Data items
====================

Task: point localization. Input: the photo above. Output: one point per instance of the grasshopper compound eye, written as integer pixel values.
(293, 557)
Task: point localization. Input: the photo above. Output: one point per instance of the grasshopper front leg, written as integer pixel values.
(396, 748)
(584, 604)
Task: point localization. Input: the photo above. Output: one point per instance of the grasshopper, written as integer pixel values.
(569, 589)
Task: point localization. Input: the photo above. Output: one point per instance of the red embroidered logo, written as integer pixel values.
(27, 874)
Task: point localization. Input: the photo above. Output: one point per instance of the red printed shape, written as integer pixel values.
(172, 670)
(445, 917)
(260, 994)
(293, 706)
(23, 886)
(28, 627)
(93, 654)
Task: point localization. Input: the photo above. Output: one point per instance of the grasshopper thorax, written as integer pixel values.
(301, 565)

====================

**TASK DESCRIPTION:**
Locate "leg, written as integer pixel values." in the data above. Then repeat, exactly, its line and each line after it through the last, adding nothing.

**WRITTEN SOLUTION:**
Task: point localization. Input: the photo above. Output: one point per instance of the grasshopper front leg, written as integer pixel values.
(396, 748)
(584, 604)
Task: point localization. Input: the photo above. Output: one point per instance of the grasshopper, written as integer pixel values.
(569, 589)
Task: point localization. Input: the photo above. Output: one point per instance of the red embroidered logo, written as integer pixel values.
(27, 874)
Task: point localization. Input: the photo above. Output: one point per instance of the red printed shape, written as integer pixel values.
(172, 670)
(445, 917)
(260, 994)
(293, 706)
(23, 886)
(28, 627)
(93, 654)
Task: point localization. Input: the photo above. Output: one point per instance of the grasshopper thorax, written as integer pixel values.
(301, 565)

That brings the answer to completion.